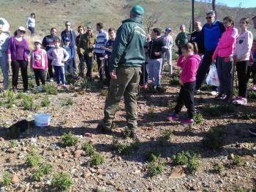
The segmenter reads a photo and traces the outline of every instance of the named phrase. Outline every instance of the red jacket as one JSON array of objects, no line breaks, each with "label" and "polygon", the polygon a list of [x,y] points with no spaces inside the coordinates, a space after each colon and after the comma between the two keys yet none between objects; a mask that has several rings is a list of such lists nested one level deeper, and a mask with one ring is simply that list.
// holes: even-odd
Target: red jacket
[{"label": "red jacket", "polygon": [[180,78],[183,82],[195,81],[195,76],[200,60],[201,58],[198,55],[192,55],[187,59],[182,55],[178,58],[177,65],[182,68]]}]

# # #

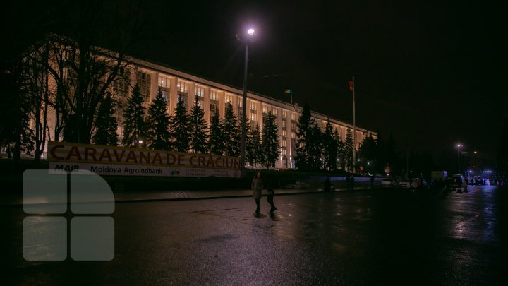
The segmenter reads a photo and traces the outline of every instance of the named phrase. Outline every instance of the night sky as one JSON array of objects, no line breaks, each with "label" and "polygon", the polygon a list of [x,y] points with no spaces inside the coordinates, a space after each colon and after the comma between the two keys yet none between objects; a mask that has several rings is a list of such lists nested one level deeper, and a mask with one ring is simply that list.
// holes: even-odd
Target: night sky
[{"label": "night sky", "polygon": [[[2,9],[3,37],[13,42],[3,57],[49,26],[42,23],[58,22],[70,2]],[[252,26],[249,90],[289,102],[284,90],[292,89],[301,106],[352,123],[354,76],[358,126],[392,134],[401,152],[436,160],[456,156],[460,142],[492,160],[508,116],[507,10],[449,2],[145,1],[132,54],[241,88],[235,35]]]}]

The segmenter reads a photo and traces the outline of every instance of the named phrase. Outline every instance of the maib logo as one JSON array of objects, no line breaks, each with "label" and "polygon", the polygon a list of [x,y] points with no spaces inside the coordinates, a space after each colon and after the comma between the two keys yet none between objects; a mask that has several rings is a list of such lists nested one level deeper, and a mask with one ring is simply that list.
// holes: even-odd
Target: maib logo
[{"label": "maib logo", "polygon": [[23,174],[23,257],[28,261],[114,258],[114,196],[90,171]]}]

# # #

Exercise task: Could you rewrite the stretch of the listing from the line containing "of the night" through the line containing "Target: night sky", substituting "outliner" for "segmenter" and keeping everything else unchanged?

Solution below:
The outliner reads a photo and traces the outline of every instance of the named phrase. Outline every instance of the night sky as one JSON array of objects, no line breaks, each with "label" and "polygon", the polygon a list of [x,y] points with no spaces inside the coordinates, a space after each colon and after the comma between the two keys yet none between objects; a mask that has several rings is a list of such lists nested one level deeper, and a mask with one ring is simply that list.
// holes: even-odd
Target: night sky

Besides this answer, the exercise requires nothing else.